Home | About | Sematext search-lucene.com search-hadoop.com
 Search Hadoop and all its subprojects:

Switch to Threaded View
MapReduce >> mail # user >> Spindle per Cores

Copy link to this message
Re: Spindle per Cores
Thanks Michael.
On Oct 12, 2012 9:59 PM, "Michael Segel" <[EMAIL PROTECTED]> wrote:

> I think what we are seeing is the ratio based on physical Xeon cores.
> So hyper threading wouldn't make any change to  the actual ratio.
> (1 disk per physical core, would be 1 disk per 2 virtual cores.)
> Again YMMV and of course thanks to this guy Moore who decided to write
> some weird laws... the ratio could change over time as the CPUs become more
> efficient and faster.
> On Oct 12, 2012, at 9:52 PM, ranjith raghunath <
> Does hypertheading affect this ratio?

COLLECTED DATA:
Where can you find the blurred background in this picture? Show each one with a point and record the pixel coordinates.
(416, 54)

EXERCISE TASK 1: In the thread on spindles per core, how many virtual cores does one disk per physical core work out to?
EXERCISE TASK 2: Rewrite the paragraph in the thread that begins "I think what we are seeing" as a short bulleted list, keeping its main facts.
The listing is drawn from a separate source and is unrelated to the thread.

SOLUTION 1: One disk per two virtual cores.

SOLUTION 2:
- The ratio is based on physical Xeon cores.
- Hyperthreading doesn't change the ratio: 1 disk per physical core equals 1 disk per 2 virtual cores.
- Results may vary.
- Because of Moore's law, the ratio could change over time as CPUs become more efficient and faster.